## [Estratto del testo]
┌──

Si può ritenere, seguendo la letteratura, che i primi migranti provenienti dal Friuli si muovessero all’interno dell’Impero Austro-ungarico, il quale era interessato a trarre profitto dalle ricchezze naturali offerte dal Banato. [3] La Romania si presentava come un’interessante destinazione migratoria ed i friulani furono accettati di buon grado per due principali ragioni: la fede cattolica (requisito fondamentale per essere accettati dagli Asburgo) e la virtù di essere lavoratori qualificati e quindi di possedere un know-how competitivo. In questa prima fase si avviarono le grandi opere che fecero della Romania un cantiere a cielo aperto per molti decenni. Il processo di industrializzazione che investiva gran parte dell’Europa comportò la costruzione di infrastrutture come ponti e ferrovie e, di conseguenza, l’intenso sfruttamento delle materie prime.
I migranti provenienti dal Friuli erano lavoratori esperti e preparati in specifici settori. Tra i mestieri di tipo tradizionale più frequenti tra chi emigrava, si annoverano: gli edili, i tagliapietre, gli scalpellini, i fornaciai, i boscaioli, i mosaicisti, i terrazzieri e gli agricoltori. La varietà delle professioni esercitate dai friulani fa intendere come i migranti fossero occupati in molti comparti: dalla costruzione di traversine in legno per la ferrovia alla lavorazione del marmo, dall’estrazione di materie prime al lavoro nei campi.

└──

## [Estratto del dataset]
┌──

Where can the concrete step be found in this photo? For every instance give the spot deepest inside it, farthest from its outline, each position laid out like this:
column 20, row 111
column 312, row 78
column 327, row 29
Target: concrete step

└──

## [Sfida A]
Stampa il passo del testo sull'emigrazione friulana in Romania cominciando da "I migranti provenienti dal Friuli erano" e finendo con "lavoro nei campi.".
## [Sfida B]
Prosegui, per favore, il testo sull'emigrazione friulana in Romania subito dopo la sua ultima frase.

## [Risultato finale A]
I migranti provenienti dal Friuli erano lavoratori esperti e preparati in specifici settori. Tra i mestieri di tipo tradizionale più frequenti tra chi emigrava, si annoverano: gli edili, i tagliapietre, gli scalpellini, i fornaciai, i boscaioli, i mosaicisti, i terrazzieri e gli agricoltori. La varietà delle professioni esercitate dai friulani fa intendere come i migranti fossero occupati in molti comparti: dalla costruzione di traversine in legno per la ferrovia alla lavorazione del marmo, dall’estrazione di materie prime al lavoro nei campi.

## [Risultato finale B]
La migrazione verso la Romania nacque come spostamento stagionale (o circolare) tra la primavera e l’autunno: si partiva durante il periodo pasquale e si faceva ritorno per gli Ognissanti. Ad emigrare temporaneamente erano gli uomini, data la richiesta di manodopera specializzata in quei settori lavorativi più tipicamente maschili. Chi rimaneva in terra romena lo faceva per ragioni personali o per necessità contingenti. [4] Questi, poi, realizzavano ricongiungimenti familiari oppure contraevano matrimoni misti con le donne del luogo.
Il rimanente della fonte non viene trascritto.